On Sun, 2 Feb 2025, Jimmy wrote:
dbg: uri: Not match:
text:\x{E0}\x{B8}\x{95}\x{E0}\x{B9}\x{88}\x{E0}\x{B8}\x{AD}\x{E0}\x{B8}\x{AD}\x{E0}\x{B8}\x{B2}\x{E0}\x{B8}\x{A2}\x{E0}\x{B8}\x{B8}\x{E0}\x{B8}\x{97}\x{E0}\x{B8}\x{B1}\x{E0}\x{B8}\x{99}\x{E0}\x{B8}\x{97}\x{E0}\x{B8}\x{B5}
not matches the
pattern:(?^aa:\\\\x\\{E0\\}\\\\x\\{B8\\}\\\\x\\{97\\}\\\\x\\{E0\\}\\\\x\\{B8\\}\\\\x\\{B1\\}\\\\x\\{E0\\}\\\\x\\{B8\\}\\\\x\\{99\\}\\\\x\\{E0\\}\\\\x\\{B8\\}\\\\x\\{97\\}\\\\x\\{E0\\}\\\\x\\{B8\\}\\\\x\\{B5\\})
with operator:=~
Okay, I finally had some time to sit down and poke at this rather than
just give a quick off-the-cuff shot in the dark.
I think that the uri_detail plugin is broken w/r/t matching explicit bytes
in the anchor text using the \x00 notation, but it's a little beyond my
Perl skills and familiarity with the code base to completely analyze. The
problem may affect more than just uri_detail anchor text rules.
The doubled backslashes are just logging behavior, they are not indicators
of a problem. The "\x{E0}" is just how Perl is formatting the raw E0 byte
for logging. The regex should not attempt to match *that* exactly.
Non-hex escapes work properly; the existing rule __MXG_UNSUB_LINK01 which
contains "\s" successfully matches:
dbg: uri: text matched: 'visit here to opt out or write a letter to the
address below' =~ /(?^aa:(?i)unsubscribe|opt[\\s-]out)/
...and ASCII hex escapes work too; here's "opt out" as explicit hex bytes:
dbg: uri: text matched: 'visit here to opt out or write a letter to the
address below' =~ /(?^aa:\\x6f\\x70\\x74 \\x6f\\x75\\x74)/
...but \x00 notation for non-ASCII data does not:
uri_detail __URIDETAIL_TEXT_UNICODE text =~ /\xe0/
uri: uri_detail __URIDETAIL_TEXT_UNICODE text: running '\x{E0}\x{B8}\x{95}\x{E0}\x{B9}\x{88}\x{E0}\x{B8}\x{AD}\x{E0}\x{B8}\x{AD}\x{E0}\x{B8}\x{B2}\x{E0}\x{B8}\x{A2}\x{E0}\x{B8}\x{B8}\x{E0}\x{B8}\x{97}\x{E0}\x{B8}\x{B1}\x{E0}\x{B8}\x{99}\x{E0}\x{B8}\x{97}\x{E0}\x{B8}\x{B5}'
=~ /(?^aa:\\xe0)/
(does not match)

_Material_
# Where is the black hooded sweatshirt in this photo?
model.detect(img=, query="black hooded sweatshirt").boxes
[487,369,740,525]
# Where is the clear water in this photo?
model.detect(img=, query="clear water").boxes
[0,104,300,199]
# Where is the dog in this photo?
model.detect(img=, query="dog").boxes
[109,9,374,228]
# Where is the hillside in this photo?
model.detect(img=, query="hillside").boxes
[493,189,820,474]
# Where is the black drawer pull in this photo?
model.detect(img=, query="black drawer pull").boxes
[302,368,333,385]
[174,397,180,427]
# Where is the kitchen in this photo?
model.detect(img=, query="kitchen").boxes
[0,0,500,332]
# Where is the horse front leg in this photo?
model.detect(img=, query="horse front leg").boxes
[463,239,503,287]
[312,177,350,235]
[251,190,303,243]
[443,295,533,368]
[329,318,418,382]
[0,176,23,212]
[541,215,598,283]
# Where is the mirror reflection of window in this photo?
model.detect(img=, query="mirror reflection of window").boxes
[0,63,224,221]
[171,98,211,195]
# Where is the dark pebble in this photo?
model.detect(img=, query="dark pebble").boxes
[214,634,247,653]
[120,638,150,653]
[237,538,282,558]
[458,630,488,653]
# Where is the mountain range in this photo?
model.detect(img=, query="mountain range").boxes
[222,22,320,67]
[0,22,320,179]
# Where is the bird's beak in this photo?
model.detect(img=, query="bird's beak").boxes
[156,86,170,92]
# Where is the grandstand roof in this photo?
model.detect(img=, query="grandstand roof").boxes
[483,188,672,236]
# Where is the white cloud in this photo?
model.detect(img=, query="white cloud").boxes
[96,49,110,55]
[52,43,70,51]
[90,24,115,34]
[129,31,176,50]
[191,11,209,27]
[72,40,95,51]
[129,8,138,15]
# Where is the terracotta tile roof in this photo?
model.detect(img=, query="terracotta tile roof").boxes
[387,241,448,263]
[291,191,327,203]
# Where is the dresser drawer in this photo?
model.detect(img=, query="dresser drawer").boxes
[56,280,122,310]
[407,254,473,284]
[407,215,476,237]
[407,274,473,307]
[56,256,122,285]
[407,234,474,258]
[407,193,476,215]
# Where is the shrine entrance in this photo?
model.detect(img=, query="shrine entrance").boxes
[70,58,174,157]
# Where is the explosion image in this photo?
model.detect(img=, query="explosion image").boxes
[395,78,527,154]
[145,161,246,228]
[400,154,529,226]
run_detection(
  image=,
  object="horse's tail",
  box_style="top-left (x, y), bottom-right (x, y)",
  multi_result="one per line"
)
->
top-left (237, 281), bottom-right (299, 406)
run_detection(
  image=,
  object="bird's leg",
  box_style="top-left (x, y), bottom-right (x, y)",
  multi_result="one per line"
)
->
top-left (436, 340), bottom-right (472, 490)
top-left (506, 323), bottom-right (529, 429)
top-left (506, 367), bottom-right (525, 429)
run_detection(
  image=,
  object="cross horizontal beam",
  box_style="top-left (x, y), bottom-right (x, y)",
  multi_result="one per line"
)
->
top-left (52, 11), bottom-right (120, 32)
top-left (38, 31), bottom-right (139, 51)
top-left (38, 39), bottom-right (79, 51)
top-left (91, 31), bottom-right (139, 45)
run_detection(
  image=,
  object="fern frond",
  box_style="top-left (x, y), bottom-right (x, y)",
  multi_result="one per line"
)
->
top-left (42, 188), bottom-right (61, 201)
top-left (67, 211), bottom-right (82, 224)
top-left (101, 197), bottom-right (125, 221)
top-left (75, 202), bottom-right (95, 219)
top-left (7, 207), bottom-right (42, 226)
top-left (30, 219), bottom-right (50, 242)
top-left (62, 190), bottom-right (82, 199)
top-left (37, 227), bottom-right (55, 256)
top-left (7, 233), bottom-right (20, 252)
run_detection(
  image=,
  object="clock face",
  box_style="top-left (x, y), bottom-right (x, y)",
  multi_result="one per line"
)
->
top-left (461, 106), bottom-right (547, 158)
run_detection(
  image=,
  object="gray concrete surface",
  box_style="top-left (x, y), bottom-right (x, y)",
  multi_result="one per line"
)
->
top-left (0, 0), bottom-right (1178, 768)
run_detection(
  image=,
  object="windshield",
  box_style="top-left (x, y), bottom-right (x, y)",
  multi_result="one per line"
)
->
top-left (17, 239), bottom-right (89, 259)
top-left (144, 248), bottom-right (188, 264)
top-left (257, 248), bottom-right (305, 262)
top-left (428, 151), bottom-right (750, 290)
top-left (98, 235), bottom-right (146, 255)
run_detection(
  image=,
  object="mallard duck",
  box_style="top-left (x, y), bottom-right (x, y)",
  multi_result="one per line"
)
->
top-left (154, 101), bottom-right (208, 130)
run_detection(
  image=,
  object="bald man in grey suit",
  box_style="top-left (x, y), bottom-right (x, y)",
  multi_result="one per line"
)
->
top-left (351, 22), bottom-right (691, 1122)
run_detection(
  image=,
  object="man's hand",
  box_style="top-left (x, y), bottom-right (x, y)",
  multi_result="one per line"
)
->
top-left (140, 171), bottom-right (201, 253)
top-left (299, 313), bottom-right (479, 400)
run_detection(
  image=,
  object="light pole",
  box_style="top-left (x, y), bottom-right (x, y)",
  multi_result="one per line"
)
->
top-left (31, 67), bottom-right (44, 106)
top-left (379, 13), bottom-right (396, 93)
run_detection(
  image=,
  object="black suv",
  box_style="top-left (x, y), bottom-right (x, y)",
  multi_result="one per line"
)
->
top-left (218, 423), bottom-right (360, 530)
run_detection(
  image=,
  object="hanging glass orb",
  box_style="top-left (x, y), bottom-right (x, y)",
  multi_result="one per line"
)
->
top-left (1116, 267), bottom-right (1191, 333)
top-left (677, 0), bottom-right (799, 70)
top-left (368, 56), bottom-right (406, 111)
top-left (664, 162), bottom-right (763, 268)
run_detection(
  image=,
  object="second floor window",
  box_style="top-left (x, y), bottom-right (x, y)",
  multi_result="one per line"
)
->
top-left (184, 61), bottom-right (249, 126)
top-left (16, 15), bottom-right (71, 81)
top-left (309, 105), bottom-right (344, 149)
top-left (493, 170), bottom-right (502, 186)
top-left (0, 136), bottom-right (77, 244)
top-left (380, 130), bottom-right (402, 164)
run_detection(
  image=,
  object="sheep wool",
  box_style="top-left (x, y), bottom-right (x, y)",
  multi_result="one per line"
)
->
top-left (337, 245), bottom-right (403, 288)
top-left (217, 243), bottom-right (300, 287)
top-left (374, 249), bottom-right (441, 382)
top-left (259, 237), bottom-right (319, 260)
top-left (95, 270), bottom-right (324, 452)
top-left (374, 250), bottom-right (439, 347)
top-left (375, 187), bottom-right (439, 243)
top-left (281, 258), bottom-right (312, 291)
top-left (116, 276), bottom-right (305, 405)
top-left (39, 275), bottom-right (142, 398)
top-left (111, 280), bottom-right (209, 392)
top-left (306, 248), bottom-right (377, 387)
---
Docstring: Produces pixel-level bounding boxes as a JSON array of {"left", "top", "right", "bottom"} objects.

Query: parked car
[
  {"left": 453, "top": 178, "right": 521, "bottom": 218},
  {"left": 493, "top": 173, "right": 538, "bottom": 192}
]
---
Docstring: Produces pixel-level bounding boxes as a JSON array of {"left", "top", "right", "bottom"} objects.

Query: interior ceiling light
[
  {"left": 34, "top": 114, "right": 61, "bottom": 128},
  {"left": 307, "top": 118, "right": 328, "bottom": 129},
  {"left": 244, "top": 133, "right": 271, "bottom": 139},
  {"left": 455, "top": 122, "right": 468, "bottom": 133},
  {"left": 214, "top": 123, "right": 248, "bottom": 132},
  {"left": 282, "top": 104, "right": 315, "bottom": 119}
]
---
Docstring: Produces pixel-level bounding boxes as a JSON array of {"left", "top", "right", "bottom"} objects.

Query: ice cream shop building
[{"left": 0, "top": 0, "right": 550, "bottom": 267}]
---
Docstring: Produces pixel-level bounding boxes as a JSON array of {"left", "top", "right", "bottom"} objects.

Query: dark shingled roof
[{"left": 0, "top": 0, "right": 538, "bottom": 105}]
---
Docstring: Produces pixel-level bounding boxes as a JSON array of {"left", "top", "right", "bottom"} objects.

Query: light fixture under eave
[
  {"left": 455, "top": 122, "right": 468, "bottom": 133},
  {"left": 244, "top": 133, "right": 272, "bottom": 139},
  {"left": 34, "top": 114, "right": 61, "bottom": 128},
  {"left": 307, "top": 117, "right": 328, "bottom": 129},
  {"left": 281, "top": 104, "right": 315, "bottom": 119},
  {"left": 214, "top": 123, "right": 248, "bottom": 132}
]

_Written instruction_
Please continue the mailing-list post about uri_detail failing to match non-ASCII bytes in anchor text, starting after its last line.

_Response to this task_
Explicit Unicode hex in regexes does work *outside* the uri_detail anchor
text context:
body __UNICODE_BODY
/\xE0\xB8\x97\xE0\xB8\xB1\xE0\xB8\x99\xE0\xB8\x97\xE0\xB8\xB5/
dbg: rules: ran body rule __UNICODE_BODY ======> got hit:
"\x{E0}\x{B8}\x{97}\x{E0}\x{B8}\x{B1}\x{E0}\x{B8}\x{99}\x{E0}\x{B8}\x{97}\x{E0}\x{B8}\x{B5}"
...so you might want to just do a regular body rule for the anchor text
until this gets fixed.
Can anyone explain what the "(?^aa:" in the uri_detail regex means? I
suspect that's extremely relevant but I couldn't find anything online that
explains it. Maybe that specifies something related to character encoding
that's breaking the interpretation of the regex as a raw Unicode hex
string.
That appears to be added by Mail::SpamAssassin::Util compile_regexp(),
apparently due to https://bz.apache.org/SpamAssassin/show_bug.cgi?id=6802
per
https://svn.apache.org/viewvc/spamassassin/trunk/lib/Mail/SpamAssassin/Util.pm?r1=1864964&r2=1864963&pathrev=1864964&diff_format=h
Maybe we need to be a little less eager to broadly apply /aa ?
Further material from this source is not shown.